» **TO-DO LIST**:
**1)** From the plant list in the aquarium forum thread, name every type of anubias.
**2)** Rewrite the aquarium forum thread starting with "Thanks.I will try" and going on through "have any suggestion?", with "barclaya" changed to "Java fern".

» **SOURCE DOCUMENT**:
— Start —

# My Anubias Tree



## lowell (Dec 15, 2005)

My one month old tank:

Specs:
Tank: 48"X18"16"
Lighting:8 26Watts CFL / 8 hrs a day
CO2 :2 lbs tank at 3 bps
Filtration: Via Aqua 750
FertsMDD 10 ml everyday

Plants:
anubias barteri coffeefolia
anubias barteri nana
anubias barteri nana petite
Anubias barteri barteri
anubias barteri broadleaf
anubias Minima
blyxia japopnica
Java fern
Windeløv
Crinum natans
Crinum Calamistratum
Hemianthus callitrichoides "Cuba" (immersed/submerged)
rotala rotundifolia green
Barclaya Longilifolia Red

Fauna:

Hundreds of Red Cherry Shrimps



Hemianthus callitrichoides "Cuba" (immersed/submerged),



my shrimp



The tank is under diatoms/brown algae attack,but very minimal.But aside from that,it's free from other algae bloom.I will put my bristlenose to help me remove those diatoms.


----------



## krisw (Jan 31, 2005)

Wow, that's a big stand of anubias! I like the use of blyxa japonica as a foreground plant. That might be hard to maintain longterm, but it looks nice now.


----------



## mikenas102 (Feb 8, 2006)

Holy anubias!! I like that tank. The only thing I would change if it were mine would be to get rid of that crinium in the middle. It just doesn't look like it belongs. Other than that I love it. You'll have to get used to pruning and replanting Blyxa though. It's going to grow like crazy.


----------



## lowell (Dec 15, 2005)

Thanks.I will try to remove the crinum.can you please give me an idea on what should I place there?can I put my barclaya there or maybe a echinodorus rubin?or you have any suggestion?


----------



## mikenas102 (Feb 8, 2006)

I think you should just continue the row of that rotala or bacopa or whatever that is to the right of the crinium. I see no need to have so many different species. In my opinion when you try to use too many different species a tank begins to look like just a plant collection instead of a scape. Sometimes simple looks better.


----------



## lowell (Dec 15, 2005)

thanks mikenas102.will do that.will keep you posted.


----------



## Lady Elizabeth (Oct 28, 2004)

very nice tank


----------



## chadly (Dec 19, 2005)

pretty sweet! what did you tie them all to?


----------



## lowell (Dec 15, 2005)

Lady,your here?


----------



## lowell (Dec 15, 2005)

thanks chadly.I used string to tie them to a 26" X 13" driftwood.


----------



## lowell (Dec 15, 2005)

other pics.

my anubias tree



cherry shrimp near my pelia



rock size 12" x 7" x 8",looks small due to the size of blyxa


----------



## Lady Elizabeth (Oct 28, 2004)

lowell said:


> Lady,your here?


yes  cute cherry


----------

— End —

» **MATERIAL SHOWN**:
— Start —

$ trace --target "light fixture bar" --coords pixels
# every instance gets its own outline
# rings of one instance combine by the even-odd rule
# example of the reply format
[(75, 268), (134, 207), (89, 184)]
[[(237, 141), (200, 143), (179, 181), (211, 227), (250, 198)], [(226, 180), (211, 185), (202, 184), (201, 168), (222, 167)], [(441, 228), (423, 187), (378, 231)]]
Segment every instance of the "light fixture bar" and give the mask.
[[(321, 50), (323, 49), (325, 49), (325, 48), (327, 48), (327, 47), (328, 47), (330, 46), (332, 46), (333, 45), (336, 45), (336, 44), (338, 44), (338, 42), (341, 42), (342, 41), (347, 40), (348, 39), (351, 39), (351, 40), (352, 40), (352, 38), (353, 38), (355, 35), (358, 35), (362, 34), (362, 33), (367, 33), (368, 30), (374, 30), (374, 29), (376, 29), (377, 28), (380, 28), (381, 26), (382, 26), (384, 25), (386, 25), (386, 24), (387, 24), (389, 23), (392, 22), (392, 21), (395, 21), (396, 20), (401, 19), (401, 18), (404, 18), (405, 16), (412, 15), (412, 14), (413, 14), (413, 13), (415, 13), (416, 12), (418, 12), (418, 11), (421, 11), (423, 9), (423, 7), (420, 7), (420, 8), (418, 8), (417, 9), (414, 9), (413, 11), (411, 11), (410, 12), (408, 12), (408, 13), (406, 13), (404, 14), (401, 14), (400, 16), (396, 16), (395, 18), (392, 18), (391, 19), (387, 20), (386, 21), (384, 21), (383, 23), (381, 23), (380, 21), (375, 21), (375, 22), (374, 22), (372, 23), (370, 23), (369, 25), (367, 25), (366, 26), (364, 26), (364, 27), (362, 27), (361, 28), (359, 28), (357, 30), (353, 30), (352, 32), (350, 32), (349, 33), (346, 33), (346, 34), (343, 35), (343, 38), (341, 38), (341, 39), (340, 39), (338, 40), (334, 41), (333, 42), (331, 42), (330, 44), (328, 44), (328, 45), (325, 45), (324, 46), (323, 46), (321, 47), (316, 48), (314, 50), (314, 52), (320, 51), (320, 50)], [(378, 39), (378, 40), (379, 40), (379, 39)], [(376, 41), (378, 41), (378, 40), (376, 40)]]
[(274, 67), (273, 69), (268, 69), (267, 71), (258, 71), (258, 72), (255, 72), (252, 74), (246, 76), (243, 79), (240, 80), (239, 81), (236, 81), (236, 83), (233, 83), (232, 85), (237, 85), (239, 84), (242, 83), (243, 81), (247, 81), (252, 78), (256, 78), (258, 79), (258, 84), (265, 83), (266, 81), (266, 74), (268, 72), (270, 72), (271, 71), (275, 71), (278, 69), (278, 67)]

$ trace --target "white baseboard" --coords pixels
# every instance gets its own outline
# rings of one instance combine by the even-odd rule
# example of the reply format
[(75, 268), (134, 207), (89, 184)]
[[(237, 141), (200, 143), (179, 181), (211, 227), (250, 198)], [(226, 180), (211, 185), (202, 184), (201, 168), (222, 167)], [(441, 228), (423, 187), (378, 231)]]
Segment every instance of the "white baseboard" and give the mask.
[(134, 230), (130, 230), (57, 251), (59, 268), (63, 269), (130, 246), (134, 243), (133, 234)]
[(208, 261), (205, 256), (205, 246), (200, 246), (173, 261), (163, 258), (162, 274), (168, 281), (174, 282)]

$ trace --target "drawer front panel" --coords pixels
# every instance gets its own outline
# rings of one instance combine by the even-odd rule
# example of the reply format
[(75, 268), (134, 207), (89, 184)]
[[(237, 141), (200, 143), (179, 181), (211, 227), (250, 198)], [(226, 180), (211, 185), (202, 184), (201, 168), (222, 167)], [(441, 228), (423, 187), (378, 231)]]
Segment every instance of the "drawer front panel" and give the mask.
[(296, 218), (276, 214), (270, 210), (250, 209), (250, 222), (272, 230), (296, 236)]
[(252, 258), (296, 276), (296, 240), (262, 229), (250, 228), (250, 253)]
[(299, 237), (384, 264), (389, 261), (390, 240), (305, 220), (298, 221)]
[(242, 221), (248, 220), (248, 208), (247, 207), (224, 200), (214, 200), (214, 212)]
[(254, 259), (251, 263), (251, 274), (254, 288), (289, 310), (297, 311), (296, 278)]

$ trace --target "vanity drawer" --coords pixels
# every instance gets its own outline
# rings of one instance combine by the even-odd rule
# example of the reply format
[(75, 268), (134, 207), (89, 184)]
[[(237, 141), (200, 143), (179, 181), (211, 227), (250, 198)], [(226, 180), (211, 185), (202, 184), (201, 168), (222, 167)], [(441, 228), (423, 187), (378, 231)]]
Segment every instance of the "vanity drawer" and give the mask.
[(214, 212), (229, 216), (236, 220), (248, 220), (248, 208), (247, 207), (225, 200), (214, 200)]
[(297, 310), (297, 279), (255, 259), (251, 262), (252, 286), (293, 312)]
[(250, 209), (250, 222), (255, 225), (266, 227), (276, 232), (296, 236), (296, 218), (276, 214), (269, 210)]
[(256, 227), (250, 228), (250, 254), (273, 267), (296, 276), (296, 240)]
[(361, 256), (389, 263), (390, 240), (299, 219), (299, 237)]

— End —
— Start —

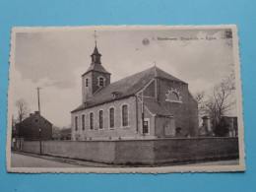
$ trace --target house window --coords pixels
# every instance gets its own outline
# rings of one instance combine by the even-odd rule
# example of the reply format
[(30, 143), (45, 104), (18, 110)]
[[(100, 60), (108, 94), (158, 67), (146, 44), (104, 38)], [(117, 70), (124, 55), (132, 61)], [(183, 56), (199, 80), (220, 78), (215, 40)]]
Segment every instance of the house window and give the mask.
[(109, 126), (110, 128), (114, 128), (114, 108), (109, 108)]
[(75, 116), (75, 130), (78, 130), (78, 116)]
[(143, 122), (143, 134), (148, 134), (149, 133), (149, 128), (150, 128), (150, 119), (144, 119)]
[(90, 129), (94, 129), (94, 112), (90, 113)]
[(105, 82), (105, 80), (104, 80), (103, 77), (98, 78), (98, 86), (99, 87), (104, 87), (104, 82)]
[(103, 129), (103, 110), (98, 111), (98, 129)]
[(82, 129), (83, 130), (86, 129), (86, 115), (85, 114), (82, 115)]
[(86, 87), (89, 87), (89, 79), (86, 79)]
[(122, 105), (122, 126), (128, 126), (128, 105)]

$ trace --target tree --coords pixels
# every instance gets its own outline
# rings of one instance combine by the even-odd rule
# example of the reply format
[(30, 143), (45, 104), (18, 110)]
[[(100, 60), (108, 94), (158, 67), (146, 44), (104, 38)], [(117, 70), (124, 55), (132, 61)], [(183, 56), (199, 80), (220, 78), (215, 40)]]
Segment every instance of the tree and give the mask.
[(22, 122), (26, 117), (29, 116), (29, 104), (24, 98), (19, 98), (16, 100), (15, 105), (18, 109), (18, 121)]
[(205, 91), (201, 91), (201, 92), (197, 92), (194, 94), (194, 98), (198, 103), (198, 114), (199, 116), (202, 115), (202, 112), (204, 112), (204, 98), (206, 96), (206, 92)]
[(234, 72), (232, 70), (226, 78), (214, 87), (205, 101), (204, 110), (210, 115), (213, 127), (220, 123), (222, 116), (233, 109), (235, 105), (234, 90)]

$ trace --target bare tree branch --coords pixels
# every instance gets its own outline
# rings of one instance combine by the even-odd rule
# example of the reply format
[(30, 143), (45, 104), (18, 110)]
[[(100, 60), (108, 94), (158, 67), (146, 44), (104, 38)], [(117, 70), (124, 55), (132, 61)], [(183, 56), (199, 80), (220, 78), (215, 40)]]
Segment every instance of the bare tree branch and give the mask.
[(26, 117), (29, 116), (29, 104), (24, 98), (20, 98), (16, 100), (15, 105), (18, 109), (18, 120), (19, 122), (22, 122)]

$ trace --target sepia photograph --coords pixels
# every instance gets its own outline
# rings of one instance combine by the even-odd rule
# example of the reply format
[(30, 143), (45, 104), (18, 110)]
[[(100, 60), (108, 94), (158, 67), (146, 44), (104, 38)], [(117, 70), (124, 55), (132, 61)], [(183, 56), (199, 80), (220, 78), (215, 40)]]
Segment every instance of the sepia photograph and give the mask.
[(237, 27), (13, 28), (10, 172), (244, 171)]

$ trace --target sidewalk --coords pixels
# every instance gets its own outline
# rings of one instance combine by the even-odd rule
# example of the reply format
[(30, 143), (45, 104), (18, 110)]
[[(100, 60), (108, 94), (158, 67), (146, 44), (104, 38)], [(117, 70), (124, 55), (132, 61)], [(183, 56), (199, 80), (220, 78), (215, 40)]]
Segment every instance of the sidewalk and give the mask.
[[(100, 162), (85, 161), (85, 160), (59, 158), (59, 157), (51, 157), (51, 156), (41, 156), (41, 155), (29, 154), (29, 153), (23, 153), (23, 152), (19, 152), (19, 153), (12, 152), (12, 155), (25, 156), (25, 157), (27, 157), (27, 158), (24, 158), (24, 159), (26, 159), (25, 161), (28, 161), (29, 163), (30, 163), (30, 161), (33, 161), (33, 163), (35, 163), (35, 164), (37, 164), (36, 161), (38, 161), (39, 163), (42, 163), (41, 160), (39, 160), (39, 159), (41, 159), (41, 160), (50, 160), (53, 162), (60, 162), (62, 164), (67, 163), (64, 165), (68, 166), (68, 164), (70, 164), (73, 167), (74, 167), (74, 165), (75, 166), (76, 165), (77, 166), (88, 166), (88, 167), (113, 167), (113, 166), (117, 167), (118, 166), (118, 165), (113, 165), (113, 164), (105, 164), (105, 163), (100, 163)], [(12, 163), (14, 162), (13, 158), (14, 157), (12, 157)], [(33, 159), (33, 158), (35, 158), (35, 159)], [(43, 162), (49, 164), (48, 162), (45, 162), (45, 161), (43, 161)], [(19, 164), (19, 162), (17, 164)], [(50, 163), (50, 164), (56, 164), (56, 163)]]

— End —

» **PROBLEM SOLUTIONS**:
**1)**
anubias barteri coffeefolia
anubias barteri nana
anubias barteri nana petite
Anubias barteri barteri
anubias barteri broadleaf
anubias Minima

**2)**
Thanks.I will try to remove the crinum.can you please give me an idea on what should I place there?can I put my Java fern there or maybe a echinodorus rubin?or you have any suggestion?